■ **AIM OF THE TASK**: Can you rewrite the lines from the first one through the line containing "<point>148,142</point>", swapping every "sample" for "example" and changing nothing else?

***** MATERIAL

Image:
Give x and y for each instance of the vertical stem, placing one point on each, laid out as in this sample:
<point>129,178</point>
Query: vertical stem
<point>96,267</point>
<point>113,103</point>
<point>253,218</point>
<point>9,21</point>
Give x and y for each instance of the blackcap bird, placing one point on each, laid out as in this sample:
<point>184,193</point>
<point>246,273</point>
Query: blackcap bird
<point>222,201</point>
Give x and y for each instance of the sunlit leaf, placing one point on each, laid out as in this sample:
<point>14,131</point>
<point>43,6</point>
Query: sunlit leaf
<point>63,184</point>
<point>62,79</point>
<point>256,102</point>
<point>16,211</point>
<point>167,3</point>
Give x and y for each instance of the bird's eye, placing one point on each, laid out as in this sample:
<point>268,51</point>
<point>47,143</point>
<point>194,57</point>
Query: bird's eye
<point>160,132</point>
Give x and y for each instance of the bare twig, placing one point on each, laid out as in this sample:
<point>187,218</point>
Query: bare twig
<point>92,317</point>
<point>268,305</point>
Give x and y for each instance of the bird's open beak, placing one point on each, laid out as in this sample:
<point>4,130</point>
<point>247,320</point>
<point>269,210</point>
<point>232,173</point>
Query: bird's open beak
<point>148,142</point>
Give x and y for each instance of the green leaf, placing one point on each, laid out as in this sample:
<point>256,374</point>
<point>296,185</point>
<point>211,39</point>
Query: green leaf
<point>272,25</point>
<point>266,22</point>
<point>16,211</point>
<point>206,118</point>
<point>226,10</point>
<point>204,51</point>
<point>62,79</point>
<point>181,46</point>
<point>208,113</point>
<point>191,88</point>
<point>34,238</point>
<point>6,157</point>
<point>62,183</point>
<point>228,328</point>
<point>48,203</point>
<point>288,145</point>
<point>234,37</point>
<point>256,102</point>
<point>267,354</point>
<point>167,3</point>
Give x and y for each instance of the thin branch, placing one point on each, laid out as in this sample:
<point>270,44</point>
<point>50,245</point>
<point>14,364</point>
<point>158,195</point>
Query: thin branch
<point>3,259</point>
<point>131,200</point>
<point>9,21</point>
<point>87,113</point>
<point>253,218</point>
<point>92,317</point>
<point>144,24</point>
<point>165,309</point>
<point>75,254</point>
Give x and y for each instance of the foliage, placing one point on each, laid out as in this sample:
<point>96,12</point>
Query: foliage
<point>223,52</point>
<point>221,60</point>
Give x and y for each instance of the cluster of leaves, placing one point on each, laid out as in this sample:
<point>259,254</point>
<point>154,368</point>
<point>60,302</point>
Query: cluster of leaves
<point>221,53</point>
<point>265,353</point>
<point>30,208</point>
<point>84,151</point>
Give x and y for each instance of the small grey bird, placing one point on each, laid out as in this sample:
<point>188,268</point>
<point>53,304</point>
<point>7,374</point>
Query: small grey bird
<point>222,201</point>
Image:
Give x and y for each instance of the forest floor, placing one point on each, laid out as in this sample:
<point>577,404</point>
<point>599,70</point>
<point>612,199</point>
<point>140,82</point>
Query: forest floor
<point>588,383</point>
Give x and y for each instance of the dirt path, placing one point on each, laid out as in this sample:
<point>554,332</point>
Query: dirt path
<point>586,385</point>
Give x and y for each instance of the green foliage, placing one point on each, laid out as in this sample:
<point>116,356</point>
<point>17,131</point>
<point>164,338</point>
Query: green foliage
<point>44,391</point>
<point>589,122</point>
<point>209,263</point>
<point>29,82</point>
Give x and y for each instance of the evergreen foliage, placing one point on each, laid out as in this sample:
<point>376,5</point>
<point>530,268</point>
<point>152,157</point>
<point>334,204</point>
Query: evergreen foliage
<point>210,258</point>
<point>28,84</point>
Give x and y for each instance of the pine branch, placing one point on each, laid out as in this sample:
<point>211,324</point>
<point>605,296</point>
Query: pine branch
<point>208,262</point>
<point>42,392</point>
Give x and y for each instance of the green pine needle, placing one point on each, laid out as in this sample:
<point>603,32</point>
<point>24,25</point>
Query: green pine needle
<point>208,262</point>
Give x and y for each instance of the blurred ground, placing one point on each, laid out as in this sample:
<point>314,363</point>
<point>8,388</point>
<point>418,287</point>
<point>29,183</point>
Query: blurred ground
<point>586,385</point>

**********

■ **EXPECTED ANSWER**:
Image:
Give x and y for each instance of the vertical stem, placing one point on each, laid out as in this example:
<point>129,178</point>
Query: vertical stem
<point>96,267</point>
<point>113,103</point>
<point>253,218</point>
<point>9,21</point>
Give x and y for each instance of the blackcap bird, placing one point on each, laid out as in this example:
<point>184,193</point>
<point>246,273</point>
Query: blackcap bird
<point>222,201</point>
Give x and y for each instance of the sunlit leaf, placing one point on each, laid out as in this example:
<point>14,131</point>
<point>43,6</point>
Query: sunlit leaf
<point>63,184</point>
<point>62,79</point>
<point>256,102</point>
<point>16,211</point>
<point>167,3</point>
Give x and y for each instance of the bird's eye, placing one point on each, laid out as in this example:
<point>268,51</point>
<point>47,143</point>
<point>194,57</point>
Query: bird's eye
<point>160,132</point>
Give x and y for each instance of the bare twig, placing one point on each, laid out as in this example:
<point>187,218</point>
Query: bare twig
<point>92,317</point>
<point>268,305</point>
Give x and y for each instance of the bird's open beak, placing one point on each, laid out as in this example:
<point>4,130</point>
<point>247,320</point>
<point>269,210</point>
<point>232,173</point>
Query: bird's open beak
<point>148,142</point>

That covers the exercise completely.